--- RECORDS TO PROCESS ---
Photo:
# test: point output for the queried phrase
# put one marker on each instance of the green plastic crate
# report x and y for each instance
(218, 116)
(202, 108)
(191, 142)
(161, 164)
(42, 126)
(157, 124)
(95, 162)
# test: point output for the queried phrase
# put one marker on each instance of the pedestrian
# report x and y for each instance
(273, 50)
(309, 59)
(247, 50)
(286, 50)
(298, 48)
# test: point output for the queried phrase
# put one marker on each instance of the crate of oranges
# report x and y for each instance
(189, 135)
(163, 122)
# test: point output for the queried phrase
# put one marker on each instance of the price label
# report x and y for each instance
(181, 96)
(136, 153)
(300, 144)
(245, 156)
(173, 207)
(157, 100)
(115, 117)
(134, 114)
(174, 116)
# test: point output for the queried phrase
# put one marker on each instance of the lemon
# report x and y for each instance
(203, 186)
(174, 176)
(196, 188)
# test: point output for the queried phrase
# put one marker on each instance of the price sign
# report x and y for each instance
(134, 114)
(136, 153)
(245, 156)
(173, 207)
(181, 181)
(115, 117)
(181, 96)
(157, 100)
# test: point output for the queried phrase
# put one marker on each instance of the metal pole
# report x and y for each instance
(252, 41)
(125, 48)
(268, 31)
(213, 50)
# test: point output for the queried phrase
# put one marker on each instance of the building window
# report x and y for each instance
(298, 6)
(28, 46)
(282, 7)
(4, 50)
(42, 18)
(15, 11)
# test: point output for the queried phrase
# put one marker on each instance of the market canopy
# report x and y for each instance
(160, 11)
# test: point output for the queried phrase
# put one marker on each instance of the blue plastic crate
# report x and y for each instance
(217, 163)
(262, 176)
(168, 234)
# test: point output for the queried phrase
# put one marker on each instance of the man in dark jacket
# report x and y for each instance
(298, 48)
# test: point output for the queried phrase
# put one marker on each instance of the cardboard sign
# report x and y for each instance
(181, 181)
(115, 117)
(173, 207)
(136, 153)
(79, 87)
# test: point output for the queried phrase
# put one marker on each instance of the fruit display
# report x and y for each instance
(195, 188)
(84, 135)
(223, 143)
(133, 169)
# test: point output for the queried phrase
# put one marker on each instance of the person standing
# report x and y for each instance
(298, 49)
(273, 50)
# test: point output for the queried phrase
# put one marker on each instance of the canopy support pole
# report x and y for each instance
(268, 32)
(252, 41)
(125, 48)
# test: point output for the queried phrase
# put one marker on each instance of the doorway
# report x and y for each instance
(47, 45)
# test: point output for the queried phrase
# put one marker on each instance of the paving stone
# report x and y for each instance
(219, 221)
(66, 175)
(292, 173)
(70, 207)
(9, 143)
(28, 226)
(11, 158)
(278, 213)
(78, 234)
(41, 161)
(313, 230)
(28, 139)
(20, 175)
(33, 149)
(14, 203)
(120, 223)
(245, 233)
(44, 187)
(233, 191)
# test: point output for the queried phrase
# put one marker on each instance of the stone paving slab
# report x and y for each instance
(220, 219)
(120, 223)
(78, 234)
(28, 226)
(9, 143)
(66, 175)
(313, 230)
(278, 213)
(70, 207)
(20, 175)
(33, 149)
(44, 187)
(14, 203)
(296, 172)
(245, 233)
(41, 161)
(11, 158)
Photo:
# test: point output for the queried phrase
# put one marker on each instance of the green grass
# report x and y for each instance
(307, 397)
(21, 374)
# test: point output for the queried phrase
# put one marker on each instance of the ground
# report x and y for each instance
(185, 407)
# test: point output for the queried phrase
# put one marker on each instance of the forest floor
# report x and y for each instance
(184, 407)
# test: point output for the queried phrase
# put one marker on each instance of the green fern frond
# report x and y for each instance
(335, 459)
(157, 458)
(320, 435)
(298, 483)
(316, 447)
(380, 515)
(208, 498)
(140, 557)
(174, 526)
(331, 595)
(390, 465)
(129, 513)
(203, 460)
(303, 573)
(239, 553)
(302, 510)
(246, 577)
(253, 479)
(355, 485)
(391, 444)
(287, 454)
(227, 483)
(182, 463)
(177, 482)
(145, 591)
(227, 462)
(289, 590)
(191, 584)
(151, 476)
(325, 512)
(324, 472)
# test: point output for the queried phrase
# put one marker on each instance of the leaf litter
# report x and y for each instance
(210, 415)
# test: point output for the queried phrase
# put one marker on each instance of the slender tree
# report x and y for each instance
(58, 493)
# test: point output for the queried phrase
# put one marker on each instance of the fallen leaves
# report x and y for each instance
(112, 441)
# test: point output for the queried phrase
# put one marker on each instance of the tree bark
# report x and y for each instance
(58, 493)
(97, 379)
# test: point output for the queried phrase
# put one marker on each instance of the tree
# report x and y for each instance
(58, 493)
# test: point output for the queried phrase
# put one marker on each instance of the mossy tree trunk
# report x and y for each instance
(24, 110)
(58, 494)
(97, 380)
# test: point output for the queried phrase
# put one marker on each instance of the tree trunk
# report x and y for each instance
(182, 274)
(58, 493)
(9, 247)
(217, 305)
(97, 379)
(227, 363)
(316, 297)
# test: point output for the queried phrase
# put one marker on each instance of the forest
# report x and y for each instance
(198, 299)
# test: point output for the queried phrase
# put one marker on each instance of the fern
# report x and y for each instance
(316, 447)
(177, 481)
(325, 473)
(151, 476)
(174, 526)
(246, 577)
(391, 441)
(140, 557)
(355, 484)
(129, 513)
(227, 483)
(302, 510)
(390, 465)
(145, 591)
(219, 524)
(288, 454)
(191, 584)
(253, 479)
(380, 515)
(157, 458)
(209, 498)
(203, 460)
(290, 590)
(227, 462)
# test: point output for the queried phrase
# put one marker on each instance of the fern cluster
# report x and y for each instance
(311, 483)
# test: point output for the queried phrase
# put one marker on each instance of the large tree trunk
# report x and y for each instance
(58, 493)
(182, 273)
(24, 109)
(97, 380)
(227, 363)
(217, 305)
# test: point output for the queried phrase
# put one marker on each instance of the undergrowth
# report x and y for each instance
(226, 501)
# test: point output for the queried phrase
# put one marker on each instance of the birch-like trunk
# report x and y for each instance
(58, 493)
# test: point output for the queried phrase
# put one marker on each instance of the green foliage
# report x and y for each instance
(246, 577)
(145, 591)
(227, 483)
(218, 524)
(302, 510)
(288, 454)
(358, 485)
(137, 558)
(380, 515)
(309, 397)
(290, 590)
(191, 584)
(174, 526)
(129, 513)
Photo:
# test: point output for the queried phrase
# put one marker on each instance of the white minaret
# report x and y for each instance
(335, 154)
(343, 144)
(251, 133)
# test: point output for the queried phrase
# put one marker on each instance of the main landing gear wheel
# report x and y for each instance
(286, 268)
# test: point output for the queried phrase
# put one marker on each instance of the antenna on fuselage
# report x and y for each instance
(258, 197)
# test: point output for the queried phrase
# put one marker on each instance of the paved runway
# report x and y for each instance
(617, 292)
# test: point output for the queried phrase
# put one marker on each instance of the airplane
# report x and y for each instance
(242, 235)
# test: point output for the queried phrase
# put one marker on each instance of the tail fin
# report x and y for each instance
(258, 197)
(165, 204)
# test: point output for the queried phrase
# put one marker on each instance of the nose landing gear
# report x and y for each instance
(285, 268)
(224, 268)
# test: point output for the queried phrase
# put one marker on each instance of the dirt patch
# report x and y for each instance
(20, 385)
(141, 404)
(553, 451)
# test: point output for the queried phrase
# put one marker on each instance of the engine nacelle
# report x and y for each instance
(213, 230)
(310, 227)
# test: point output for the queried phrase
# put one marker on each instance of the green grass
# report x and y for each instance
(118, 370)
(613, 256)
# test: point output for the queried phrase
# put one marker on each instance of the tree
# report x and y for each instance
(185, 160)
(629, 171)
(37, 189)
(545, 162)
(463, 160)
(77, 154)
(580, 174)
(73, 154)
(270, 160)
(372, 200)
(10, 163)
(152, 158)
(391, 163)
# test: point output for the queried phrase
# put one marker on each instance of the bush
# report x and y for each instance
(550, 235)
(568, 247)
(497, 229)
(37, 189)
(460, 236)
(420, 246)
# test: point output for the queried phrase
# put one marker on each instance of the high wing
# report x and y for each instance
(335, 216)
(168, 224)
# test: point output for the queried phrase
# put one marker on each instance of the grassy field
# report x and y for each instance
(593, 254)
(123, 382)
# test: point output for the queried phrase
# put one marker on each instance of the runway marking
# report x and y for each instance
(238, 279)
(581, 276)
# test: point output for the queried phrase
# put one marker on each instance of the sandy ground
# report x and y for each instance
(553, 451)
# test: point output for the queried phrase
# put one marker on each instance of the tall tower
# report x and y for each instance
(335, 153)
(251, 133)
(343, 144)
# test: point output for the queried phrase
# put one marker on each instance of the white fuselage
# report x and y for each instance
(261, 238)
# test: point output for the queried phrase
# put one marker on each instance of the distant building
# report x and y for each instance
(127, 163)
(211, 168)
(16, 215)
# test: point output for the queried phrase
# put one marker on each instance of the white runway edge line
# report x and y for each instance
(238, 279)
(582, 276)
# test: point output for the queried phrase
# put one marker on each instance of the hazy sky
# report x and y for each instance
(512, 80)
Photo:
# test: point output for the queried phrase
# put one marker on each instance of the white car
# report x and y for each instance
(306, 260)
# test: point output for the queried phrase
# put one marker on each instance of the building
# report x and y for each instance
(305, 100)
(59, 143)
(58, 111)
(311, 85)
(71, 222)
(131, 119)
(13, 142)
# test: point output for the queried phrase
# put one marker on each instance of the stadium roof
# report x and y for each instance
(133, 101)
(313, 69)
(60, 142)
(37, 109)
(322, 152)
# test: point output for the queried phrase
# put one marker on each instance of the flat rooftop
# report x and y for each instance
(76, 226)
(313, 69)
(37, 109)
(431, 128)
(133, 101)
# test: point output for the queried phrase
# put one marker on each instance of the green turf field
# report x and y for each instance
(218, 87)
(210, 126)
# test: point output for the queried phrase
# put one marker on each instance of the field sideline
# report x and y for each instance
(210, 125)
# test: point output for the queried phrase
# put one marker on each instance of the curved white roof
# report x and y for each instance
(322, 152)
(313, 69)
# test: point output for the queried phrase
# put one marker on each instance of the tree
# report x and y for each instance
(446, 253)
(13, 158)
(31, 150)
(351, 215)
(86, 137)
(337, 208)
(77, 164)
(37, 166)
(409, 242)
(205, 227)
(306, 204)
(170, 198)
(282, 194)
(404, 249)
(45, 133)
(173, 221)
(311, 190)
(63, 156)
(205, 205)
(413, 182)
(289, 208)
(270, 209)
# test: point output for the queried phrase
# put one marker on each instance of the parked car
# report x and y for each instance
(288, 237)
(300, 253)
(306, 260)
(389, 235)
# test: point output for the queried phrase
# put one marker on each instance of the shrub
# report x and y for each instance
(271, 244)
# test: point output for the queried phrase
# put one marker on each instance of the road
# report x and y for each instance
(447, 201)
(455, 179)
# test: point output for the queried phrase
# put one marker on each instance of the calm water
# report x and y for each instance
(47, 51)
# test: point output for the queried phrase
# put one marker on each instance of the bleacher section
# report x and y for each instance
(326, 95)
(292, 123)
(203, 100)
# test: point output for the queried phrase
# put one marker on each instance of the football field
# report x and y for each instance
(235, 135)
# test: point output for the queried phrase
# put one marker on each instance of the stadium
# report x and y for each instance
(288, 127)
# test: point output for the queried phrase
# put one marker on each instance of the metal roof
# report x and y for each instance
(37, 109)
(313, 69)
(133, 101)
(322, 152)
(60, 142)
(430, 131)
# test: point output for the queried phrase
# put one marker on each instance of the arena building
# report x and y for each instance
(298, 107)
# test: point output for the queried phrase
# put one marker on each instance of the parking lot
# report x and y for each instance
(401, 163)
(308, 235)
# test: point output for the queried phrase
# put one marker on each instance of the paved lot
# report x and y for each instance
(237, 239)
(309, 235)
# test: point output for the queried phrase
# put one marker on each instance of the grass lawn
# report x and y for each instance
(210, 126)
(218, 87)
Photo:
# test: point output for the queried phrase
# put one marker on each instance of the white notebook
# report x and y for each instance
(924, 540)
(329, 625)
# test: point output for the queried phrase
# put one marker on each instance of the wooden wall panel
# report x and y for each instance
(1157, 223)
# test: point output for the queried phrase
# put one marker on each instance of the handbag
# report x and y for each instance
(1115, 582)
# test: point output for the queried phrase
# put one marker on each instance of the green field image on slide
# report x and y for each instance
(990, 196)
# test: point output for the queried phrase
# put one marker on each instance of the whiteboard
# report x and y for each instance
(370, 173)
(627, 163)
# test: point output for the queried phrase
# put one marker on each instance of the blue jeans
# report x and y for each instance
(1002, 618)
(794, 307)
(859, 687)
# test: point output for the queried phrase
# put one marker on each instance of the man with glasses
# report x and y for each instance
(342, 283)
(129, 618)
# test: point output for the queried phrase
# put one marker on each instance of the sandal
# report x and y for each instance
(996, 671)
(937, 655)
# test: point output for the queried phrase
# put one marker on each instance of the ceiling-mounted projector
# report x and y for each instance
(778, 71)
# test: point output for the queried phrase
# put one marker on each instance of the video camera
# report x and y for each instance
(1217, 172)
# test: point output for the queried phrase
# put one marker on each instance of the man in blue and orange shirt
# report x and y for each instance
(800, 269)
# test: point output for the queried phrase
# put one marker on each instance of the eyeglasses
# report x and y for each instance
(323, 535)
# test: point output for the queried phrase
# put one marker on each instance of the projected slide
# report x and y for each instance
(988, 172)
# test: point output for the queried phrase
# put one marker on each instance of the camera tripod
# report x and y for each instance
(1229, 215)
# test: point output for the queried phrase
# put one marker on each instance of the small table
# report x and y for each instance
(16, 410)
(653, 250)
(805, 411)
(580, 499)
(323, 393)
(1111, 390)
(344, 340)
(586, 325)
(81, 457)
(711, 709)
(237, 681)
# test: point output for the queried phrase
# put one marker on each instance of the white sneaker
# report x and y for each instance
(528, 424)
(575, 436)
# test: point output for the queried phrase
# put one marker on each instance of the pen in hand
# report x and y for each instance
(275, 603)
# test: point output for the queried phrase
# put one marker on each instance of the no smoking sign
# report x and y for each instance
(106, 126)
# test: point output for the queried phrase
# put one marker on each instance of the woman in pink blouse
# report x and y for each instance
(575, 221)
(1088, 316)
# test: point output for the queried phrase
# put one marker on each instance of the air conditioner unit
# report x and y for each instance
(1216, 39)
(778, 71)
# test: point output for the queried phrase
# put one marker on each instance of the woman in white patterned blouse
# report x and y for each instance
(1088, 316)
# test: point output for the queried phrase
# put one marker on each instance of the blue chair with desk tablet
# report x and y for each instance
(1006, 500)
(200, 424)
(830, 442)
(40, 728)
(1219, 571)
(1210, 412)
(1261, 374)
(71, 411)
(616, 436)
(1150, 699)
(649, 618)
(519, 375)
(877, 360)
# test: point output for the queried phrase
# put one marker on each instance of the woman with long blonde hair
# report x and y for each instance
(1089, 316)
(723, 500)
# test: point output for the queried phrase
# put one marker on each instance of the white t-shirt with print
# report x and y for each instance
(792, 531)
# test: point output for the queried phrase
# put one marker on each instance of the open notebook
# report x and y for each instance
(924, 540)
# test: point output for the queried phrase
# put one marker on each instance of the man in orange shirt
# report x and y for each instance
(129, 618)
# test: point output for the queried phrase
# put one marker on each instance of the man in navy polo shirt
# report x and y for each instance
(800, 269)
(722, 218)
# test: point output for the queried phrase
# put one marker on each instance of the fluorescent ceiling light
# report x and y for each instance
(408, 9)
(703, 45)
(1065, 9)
---
EXERCISE REQUIREMENTS: Read the data above. Pull out each line in which the string "trunk" appears.

TASK SOLUTION:
# put one marker on each instance of the mossy tree trunk
# put one marker on each instance of the tree trunk
# put one marker on each instance of the large tree trunk
# put one marker on each instance of the birch-like trunk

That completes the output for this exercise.